● Data lines:
== == ==

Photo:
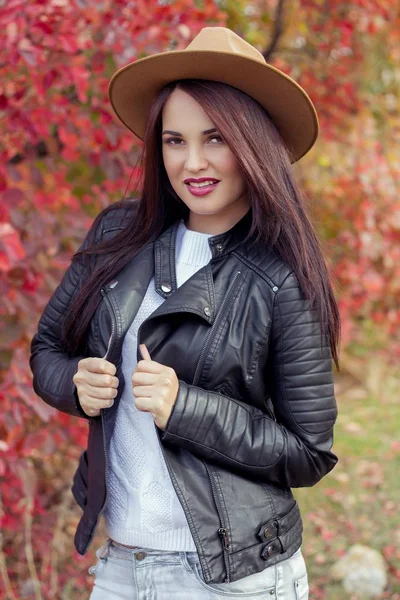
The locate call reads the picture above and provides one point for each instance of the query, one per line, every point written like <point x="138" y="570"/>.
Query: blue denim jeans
<point x="142" y="574"/>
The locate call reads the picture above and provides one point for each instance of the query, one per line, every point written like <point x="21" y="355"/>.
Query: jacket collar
<point x="165" y="247"/>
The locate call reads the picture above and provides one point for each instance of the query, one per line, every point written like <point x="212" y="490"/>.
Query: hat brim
<point x="133" y="88"/>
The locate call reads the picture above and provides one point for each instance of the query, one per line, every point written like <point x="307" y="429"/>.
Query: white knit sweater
<point x="142" y="507"/>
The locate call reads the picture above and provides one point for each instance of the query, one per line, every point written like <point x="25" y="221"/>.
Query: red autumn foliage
<point x="64" y="156"/>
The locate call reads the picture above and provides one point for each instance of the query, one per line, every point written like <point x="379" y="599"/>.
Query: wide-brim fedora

== == ==

● Written problem:
Print all of the data above verbatim, line for line, and leave the pictures out.

● In response:
Photo:
The locate call reads the picture above and provides one point for each instance of the query, one per line, every point written like <point x="138" y="570"/>.
Query: blue denim jeans
<point x="142" y="574"/>
The locate call reads the picture above and provides one point for each instance of the query, one per line, every point written like <point x="21" y="355"/>.
Query: jacket collar
<point x="165" y="247"/>
The locate call reads the picture above and provides one point for each instance of the query, one per line, every point written like <point x="212" y="490"/>.
Query: hat brim
<point x="133" y="88"/>
The locate call reads the picture above and provides one point for each instance of the query, one per line, every point written like <point x="307" y="429"/>.
Query: white knit sweater
<point x="142" y="507"/>
The locate call reads the picture above and provides one point for each instance of the query, one per line, every point written like <point x="25" y="221"/>.
Query: red autumn foliage
<point x="64" y="156"/>
The locate call reads the picture above and provides one point for each instance of the query, one per line, every point written like <point x="379" y="599"/>.
Query: wide-brim fedora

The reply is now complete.